WHAT IS NEEDED :: Copy exactly, and only, the lines from the one containing "Return one point per instance of the paved" through the last line of the records below.

Data extracted from a collection ::

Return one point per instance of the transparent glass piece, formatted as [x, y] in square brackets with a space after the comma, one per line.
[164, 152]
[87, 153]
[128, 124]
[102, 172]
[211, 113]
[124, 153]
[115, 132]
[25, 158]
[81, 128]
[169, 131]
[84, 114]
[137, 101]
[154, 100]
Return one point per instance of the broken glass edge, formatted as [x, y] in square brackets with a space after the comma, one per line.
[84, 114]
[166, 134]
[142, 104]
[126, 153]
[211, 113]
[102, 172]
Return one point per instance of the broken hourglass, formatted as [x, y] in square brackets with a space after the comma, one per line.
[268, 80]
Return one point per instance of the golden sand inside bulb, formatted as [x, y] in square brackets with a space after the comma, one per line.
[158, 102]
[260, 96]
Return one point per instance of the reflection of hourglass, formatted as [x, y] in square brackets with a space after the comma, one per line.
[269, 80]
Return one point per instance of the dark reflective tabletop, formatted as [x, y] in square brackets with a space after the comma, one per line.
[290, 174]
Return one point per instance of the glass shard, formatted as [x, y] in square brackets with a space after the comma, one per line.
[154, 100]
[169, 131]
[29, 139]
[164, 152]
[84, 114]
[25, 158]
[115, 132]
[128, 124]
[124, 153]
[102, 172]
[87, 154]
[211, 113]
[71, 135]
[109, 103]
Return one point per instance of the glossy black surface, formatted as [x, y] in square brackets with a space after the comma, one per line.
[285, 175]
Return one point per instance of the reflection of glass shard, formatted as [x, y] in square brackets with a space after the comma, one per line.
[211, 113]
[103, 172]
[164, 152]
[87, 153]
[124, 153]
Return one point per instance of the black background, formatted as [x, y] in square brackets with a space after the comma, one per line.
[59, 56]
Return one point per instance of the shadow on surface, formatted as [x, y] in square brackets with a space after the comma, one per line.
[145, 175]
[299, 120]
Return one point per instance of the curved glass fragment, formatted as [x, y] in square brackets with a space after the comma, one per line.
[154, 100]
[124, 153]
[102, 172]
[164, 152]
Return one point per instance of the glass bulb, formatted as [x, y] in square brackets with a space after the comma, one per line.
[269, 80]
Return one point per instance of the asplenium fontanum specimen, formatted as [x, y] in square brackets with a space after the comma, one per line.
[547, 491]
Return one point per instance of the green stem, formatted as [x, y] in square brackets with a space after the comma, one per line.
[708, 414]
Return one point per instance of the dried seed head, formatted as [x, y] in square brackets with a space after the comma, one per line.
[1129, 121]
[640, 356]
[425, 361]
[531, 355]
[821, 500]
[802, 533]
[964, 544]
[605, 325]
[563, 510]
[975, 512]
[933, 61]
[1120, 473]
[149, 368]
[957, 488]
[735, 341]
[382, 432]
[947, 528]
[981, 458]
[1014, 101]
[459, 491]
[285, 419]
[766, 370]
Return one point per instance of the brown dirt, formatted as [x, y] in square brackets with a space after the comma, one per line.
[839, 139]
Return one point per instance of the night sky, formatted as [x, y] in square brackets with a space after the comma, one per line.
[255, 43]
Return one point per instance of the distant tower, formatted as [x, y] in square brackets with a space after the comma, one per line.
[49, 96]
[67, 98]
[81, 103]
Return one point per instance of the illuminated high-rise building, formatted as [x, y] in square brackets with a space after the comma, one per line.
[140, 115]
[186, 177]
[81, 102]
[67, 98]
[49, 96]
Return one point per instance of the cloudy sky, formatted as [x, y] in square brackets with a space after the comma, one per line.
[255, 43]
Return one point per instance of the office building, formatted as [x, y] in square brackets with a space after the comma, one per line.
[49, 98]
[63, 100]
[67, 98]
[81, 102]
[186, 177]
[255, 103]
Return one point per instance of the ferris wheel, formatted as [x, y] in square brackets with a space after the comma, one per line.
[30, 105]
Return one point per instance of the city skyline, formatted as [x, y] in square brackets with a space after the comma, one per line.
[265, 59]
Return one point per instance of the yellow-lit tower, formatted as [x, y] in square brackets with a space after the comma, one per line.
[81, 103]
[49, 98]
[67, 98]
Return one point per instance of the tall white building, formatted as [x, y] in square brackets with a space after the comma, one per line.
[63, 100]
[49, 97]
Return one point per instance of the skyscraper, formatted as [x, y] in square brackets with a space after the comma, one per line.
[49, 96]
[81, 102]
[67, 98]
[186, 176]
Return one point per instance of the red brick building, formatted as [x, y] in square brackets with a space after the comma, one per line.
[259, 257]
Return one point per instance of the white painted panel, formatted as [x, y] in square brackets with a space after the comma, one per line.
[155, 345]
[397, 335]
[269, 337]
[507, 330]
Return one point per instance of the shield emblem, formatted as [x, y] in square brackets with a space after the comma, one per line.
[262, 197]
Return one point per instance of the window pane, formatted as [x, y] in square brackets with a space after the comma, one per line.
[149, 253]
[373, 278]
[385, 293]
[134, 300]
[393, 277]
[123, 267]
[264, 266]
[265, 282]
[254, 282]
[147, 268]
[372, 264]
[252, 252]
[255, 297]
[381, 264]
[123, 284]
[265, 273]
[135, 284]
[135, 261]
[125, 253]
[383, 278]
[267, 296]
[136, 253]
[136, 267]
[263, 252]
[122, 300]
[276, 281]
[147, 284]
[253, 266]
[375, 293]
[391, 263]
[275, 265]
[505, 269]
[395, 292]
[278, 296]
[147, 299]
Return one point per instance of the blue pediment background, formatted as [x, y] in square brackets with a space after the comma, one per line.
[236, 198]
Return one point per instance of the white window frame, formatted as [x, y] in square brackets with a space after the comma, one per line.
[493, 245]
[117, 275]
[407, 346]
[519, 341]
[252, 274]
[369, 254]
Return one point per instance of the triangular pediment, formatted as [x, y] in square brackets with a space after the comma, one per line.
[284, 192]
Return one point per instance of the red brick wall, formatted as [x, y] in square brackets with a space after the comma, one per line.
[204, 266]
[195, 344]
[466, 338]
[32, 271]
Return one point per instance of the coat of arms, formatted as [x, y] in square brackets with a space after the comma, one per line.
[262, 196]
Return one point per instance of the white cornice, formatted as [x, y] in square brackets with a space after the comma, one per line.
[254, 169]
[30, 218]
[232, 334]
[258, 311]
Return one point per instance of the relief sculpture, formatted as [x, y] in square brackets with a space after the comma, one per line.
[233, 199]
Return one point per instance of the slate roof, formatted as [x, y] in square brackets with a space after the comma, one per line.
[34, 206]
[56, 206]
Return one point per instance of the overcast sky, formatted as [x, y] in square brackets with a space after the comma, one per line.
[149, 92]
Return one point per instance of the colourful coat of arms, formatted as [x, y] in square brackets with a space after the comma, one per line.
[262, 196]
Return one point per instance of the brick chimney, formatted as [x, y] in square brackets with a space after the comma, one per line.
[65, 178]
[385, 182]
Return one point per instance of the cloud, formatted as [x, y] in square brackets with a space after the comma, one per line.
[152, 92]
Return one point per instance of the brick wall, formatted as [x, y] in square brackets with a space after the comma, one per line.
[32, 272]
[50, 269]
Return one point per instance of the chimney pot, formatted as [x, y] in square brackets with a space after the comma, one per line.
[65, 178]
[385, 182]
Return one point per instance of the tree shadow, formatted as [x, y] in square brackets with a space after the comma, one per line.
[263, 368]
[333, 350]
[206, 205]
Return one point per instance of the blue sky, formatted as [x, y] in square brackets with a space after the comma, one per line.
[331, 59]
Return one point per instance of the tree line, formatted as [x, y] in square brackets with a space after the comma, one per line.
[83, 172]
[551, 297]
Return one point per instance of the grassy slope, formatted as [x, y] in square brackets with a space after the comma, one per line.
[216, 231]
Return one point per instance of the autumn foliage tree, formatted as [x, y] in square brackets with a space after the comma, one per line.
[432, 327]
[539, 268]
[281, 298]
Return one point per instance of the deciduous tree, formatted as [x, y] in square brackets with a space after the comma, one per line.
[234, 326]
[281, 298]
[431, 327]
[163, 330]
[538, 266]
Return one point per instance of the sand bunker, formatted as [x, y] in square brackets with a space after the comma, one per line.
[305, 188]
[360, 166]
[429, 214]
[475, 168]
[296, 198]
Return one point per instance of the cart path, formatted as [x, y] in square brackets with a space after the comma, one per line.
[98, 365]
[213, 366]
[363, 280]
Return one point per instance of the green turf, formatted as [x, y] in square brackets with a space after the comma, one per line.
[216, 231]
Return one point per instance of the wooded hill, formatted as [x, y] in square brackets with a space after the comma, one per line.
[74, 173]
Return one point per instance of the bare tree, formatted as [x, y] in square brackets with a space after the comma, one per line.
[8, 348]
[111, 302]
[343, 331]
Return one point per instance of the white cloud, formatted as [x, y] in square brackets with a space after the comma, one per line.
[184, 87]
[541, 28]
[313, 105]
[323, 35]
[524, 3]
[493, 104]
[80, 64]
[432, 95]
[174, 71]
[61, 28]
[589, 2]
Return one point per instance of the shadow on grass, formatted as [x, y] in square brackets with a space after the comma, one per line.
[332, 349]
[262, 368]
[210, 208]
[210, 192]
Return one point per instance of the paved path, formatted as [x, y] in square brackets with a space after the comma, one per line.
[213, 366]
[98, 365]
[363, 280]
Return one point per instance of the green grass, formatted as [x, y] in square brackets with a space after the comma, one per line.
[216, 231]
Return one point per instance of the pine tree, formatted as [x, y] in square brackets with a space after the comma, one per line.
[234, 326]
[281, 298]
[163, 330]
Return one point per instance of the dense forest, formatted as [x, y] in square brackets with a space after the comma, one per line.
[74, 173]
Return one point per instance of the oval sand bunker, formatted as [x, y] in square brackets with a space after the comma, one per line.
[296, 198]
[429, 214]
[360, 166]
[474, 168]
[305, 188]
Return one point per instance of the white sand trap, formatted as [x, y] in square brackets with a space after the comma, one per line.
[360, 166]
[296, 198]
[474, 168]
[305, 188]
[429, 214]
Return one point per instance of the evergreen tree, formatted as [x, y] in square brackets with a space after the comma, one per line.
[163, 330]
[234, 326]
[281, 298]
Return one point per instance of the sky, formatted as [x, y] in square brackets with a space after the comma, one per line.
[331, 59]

RESPONSE TO THIS TASK ::
Return one point per instance of the paved path, formatted as [x, y] in square brackets with a space after the comma, one per line.
[213, 366]
[98, 365]
[363, 280]
Return one point per instance of the green grass, formatted as [x, y] in square brackets with a space after the comma, one per line.
[216, 231]
Return one point per instance of the pine tree, formatted as [x, y] in square brackets with a space after the comma, one per line.
[234, 326]
[281, 298]
[163, 330]
Return one point per instance of the dense forest, formatted as [x, y] in square brackets with a space after the comma, one per line.
[74, 173]
Return one point per instance of the oval sand bunker, formatted as [x, y] in square brackets with a space after the comma, one per line.
[296, 198]
[429, 214]
[360, 166]
[474, 168]
[305, 188]
Return one point per instance of the white sand trap, formatted as [x, y] in square brackets with a space after the comma, one per line.
[360, 166]
[296, 198]
[474, 168]
[305, 188]
[429, 214]
Return one point per instance of the evergreen tree, formatted as [x, y] in square brackets with a space after the comma, one per line.
[163, 330]
[234, 326]
[281, 298]
Return one point per instance of the sky, formatted as [x, y] in square brackets with a space after the comma, one per line.
[331, 59]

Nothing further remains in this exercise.